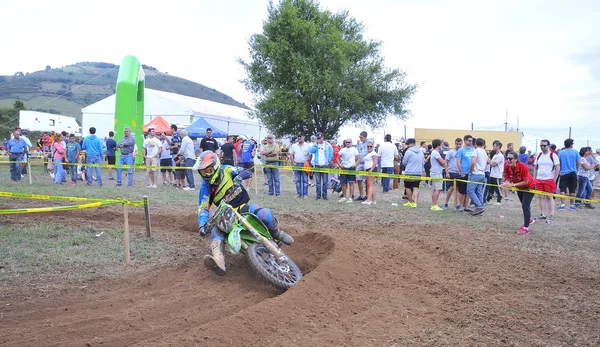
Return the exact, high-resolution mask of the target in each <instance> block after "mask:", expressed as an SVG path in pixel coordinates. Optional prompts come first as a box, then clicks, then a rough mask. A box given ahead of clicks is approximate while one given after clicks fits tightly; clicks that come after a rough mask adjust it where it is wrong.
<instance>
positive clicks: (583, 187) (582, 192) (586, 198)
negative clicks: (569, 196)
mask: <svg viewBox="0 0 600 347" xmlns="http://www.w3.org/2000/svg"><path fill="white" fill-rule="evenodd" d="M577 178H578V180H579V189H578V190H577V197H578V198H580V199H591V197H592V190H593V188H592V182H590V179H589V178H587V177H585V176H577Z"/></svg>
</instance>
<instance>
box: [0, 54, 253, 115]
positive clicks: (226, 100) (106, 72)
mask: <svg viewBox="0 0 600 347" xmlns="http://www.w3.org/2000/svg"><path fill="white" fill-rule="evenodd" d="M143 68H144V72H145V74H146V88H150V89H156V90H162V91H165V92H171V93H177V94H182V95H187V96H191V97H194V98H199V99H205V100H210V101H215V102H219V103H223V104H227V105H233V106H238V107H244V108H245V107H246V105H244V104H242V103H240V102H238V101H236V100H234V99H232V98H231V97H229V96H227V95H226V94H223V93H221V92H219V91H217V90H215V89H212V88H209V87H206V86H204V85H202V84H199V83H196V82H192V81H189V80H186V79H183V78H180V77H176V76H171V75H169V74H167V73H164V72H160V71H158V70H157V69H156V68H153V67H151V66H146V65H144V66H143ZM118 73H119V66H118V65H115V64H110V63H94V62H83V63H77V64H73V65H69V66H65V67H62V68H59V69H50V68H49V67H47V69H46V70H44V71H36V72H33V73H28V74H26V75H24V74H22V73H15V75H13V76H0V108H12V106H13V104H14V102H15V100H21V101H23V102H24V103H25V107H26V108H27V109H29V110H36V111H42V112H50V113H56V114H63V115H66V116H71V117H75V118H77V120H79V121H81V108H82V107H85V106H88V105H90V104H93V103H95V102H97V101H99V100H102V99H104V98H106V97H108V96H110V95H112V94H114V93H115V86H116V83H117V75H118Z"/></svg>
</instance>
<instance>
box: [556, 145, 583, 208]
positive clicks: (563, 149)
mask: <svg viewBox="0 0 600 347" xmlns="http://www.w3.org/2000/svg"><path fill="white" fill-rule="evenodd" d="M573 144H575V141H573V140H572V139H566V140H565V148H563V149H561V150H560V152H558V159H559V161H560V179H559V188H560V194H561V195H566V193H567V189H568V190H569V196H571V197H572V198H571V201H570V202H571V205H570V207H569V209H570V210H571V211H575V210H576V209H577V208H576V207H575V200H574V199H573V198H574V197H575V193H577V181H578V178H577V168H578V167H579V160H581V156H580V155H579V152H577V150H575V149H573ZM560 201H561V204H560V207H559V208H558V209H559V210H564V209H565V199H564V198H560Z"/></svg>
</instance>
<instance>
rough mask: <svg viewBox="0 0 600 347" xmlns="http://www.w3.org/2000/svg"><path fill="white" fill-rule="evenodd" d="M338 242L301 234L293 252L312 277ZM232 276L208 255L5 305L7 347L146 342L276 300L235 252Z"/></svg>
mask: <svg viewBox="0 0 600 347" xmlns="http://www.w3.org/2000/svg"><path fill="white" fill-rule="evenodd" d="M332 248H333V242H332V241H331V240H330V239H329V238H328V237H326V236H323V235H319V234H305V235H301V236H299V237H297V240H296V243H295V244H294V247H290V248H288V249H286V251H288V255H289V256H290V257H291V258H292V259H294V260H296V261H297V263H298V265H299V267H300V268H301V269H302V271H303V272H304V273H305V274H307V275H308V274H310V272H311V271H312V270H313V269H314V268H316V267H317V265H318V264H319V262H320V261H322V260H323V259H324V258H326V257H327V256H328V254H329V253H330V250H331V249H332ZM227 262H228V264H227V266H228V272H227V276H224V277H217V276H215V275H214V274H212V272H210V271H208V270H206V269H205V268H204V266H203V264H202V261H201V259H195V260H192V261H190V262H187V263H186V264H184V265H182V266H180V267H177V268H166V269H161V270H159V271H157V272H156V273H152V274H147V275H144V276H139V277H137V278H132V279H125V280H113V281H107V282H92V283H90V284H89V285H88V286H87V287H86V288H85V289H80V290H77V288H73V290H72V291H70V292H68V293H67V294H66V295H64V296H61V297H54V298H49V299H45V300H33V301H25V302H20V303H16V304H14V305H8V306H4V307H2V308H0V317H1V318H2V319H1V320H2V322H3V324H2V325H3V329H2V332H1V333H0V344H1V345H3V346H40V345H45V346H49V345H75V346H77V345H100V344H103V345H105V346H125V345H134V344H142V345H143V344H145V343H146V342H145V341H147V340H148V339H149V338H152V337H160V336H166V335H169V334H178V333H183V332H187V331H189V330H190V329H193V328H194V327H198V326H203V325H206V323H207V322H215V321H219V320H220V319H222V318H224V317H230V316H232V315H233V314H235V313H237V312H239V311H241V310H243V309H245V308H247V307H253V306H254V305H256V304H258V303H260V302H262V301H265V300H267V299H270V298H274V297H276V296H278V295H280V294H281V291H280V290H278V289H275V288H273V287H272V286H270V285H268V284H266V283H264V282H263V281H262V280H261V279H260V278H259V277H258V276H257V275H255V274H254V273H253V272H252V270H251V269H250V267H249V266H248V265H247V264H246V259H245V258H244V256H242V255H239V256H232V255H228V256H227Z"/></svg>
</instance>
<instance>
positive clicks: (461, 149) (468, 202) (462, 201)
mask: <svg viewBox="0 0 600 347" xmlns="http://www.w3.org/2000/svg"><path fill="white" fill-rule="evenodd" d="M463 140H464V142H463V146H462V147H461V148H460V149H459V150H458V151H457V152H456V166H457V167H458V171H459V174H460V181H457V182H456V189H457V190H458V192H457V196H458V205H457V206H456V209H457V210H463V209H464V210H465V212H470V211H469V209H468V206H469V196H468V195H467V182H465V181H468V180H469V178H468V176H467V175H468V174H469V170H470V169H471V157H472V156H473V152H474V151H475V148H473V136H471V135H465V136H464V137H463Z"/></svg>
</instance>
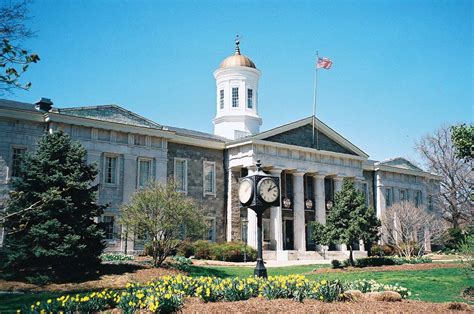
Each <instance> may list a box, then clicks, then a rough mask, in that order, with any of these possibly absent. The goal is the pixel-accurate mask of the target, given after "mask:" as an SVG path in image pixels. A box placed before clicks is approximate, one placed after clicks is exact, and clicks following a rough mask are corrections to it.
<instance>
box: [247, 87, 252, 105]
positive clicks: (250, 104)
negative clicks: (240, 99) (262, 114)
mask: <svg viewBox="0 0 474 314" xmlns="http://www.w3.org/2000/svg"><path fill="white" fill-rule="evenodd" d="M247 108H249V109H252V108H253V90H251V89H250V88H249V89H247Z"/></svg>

= = = = = = =

Print the records above verbatim, minus any pictures.

Return the exact, high-resolution mask of the target in each <instance> block after "mask:", expressed as an SVG path in pixel coordinates. Optional prompts come first as a box, then clicks, then a rough mask. A box given ahead of clicks is approximate while one given after clicks fits tightly; clicks that come after a rough mask adjust it where it is wrong.
<instance>
positive clicks: (583, 187) (582, 192) (586, 198)
negative clicks: (569, 196)
mask: <svg viewBox="0 0 600 347" xmlns="http://www.w3.org/2000/svg"><path fill="white" fill-rule="evenodd" d="M577 178H578V180H579V189H578V190H577V197H578V198H580V199H591V197H592V190H593V188H592V182H590V179H589V178H587V177H585V176H577Z"/></svg>
</instance>
<instance>
box: [0, 54, 253, 115]
positive clicks: (226, 100) (106, 72)
mask: <svg viewBox="0 0 600 347" xmlns="http://www.w3.org/2000/svg"><path fill="white" fill-rule="evenodd" d="M143 68H144V72H145V74H146V88H150V89H156V90H162V91H165V92H171V93H177V94H182V95H187V96H191V97H194V98H199V99H205V100H210V101H215V102H219V103H223V104H227V105H233V106H238V107H244V108H245V107H246V105H244V104H242V103H240V102H238V101H236V100H234V99H232V98H231V97H229V96H227V95H226V94H223V93H221V92H219V91H217V90H215V89H212V88H209V87H206V86H204V85H202V84H199V83H196V82H192V81H189V80H186V79H183V78H180V77H176V76H171V75H169V74H167V73H164V72H160V71H158V70H157V69H156V68H153V67H151V66H146V65H144V66H143ZM118 73H119V66H118V65H115V64H110V63H94V62H83V63H77V64H73V65H69V66H65V67H62V68H59V69H50V68H49V67H47V69H46V70H44V71H36V72H33V73H28V74H26V75H24V74H22V73H15V75H13V76H0V108H12V106H13V104H14V102H15V100H21V101H23V102H24V103H25V107H26V108H27V109H29V110H36V111H42V112H50V113H56V114H63V115H66V116H71V117H75V118H77V120H79V121H81V108H82V107H85V106H88V105H90V104H93V103H95V102H97V101H99V100H102V99H104V98H106V97H108V96H110V95H112V94H114V93H115V86H116V83H117V75H118Z"/></svg>
</instance>
<instance>
box: [556, 145, 583, 208]
positive clicks: (563, 149)
mask: <svg viewBox="0 0 600 347" xmlns="http://www.w3.org/2000/svg"><path fill="white" fill-rule="evenodd" d="M573 144H575V141H573V140H572V139H566V140H565V148H563V149H561V150H560V152H558V159H559V161H560V179H559V188H560V194H561V195H566V193H567V189H568V190H569V196H571V197H572V198H571V201H570V202H571V205H570V207H569V209H570V210H571V211H575V210H576V209H577V208H576V207H575V200H574V199H573V198H574V197H575V193H577V181H578V178H577V168H578V167H579V160H581V156H580V155H579V152H577V150H575V149H573ZM560 201H561V204H560V207H559V208H558V209H559V210H564V209H565V199H564V198H560Z"/></svg>
</instance>
<instance>
rough mask: <svg viewBox="0 0 600 347" xmlns="http://www.w3.org/2000/svg"><path fill="white" fill-rule="evenodd" d="M338 242L301 234L293 252L312 277ZM232 276L208 255L5 305L7 347L146 342L276 300L235 252Z"/></svg>
mask: <svg viewBox="0 0 600 347" xmlns="http://www.w3.org/2000/svg"><path fill="white" fill-rule="evenodd" d="M332 248H333V242H332V241H331V240H330V239H329V238H328V237H326V236H323V235H319V234H305V235H301V236H299V237H297V240H296V243H295V244H294V247H290V248H288V249H286V251H288V255H289V256H290V257H291V258H292V259H294V260H296V261H297V263H298V265H299V267H300V268H301V269H302V271H303V272H304V273H305V274H307V275H308V274H310V272H311V271H312V270H313V269H314V268H316V267H317V265H318V264H319V262H320V261H322V260H323V259H324V258H326V257H327V256H328V254H329V253H330V250H331V249H332ZM227 262H228V264H227V266H228V272H227V276H224V277H217V276H215V275H214V274H212V272H210V271H208V270H206V269H205V268H204V266H203V264H202V261H201V259H195V260H192V261H190V262H187V263H186V264H184V265H182V266H180V267H177V268H166V269H161V270H159V271H157V272H156V273H152V274H147V275H144V276H139V277H137V278H132V279H125V280H113V281H107V282H92V283H90V284H89V285H88V286H87V287H86V288H85V289H80V290H77V288H73V290H72V291H70V292H68V293H67V294H66V295H64V296H61V297H54V298H49V299H45V300H33V301H25V302H20V303H16V304H14V305H8V306H4V307H2V308H0V317H1V318H2V319H1V320H2V322H3V324H2V325H3V329H2V332H1V333H0V344H1V345H3V346H40V345H45V346H49V345H75V346H77V345H100V344H103V345H105V346H125V345H134V344H142V345H143V344H145V343H146V342H145V341H147V340H148V339H149V338H152V337H160V336H166V335H169V334H178V333H183V332H187V331H189V330H190V329H193V328H194V327H198V326H203V325H206V323H207V322H215V321H219V320H220V319H222V318H224V317H230V316H232V315H233V314H235V313H237V312H239V311H241V310H243V309H245V308H247V307H253V306H254V305H256V304H258V303H260V302H262V301H265V300H267V299H270V298H274V297H276V296H278V295H280V294H281V291H280V290H278V289H275V288H273V287H272V286H270V285H268V284H266V283H264V282H263V281H262V280H261V279H260V278H259V277H258V276H257V275H255V274H254V273H253V272H252V270H251V269H250V267H249V266H248V265H247V264H246V259H245V258H244V256H242V255H239V256H232V255H228V256H227Z"/></svg>
</instance>
<instance>
positive clicks: (461, 149) (468, 202) (462, 201)
mask: <svg viewBox="0 0 600 347" xmlns="http://www.w3.org/2000/svg"><path fill="white" fill-rule="evenodd" d="M463 140H464V142H463V146H462V147H461V148H460V149H459V150H458V151H457V152H456V166H457V167H458V171H459V174H460V181H457V182H456V189H457V190H458V192H457V196H458V205H457V206H456V209H457V210H463V209H464V210H465V212H470V211H469V209H468V206H469V196H468V195H467V182H465V181H468V180H469V178H468V176H467V175H468V174H469V170H470V169H471V157H472V156H473V152H474V151H475V148H473V136H471V135H465V136H464V137H463Z"/></svg>
</instance>
Each <instance> may list a box, then clicks, then a rough mask, in that order, with any of these possibly absent. The goal is the pixel-accurate mask of the target, given after "mask:" as an SVG path in image pixels. A box placed before clicks is approximate, one placed after clicks is exact, and clicks following a rough mask are corrections to it.
<instance>
box: [247, 87, 252, 105]
positive clicks: (250, 104)
negative clicks: (240, 99) (262, 114)
mask: <svg viewBox="0 0 474 314" xmlns="http://www.w3.org/2000/svg"><path fill="white" fill-rule="evenodd" d="M247 108H249V109H252V108H253V90H251V89H250V88H249V89H247Z"/></svg>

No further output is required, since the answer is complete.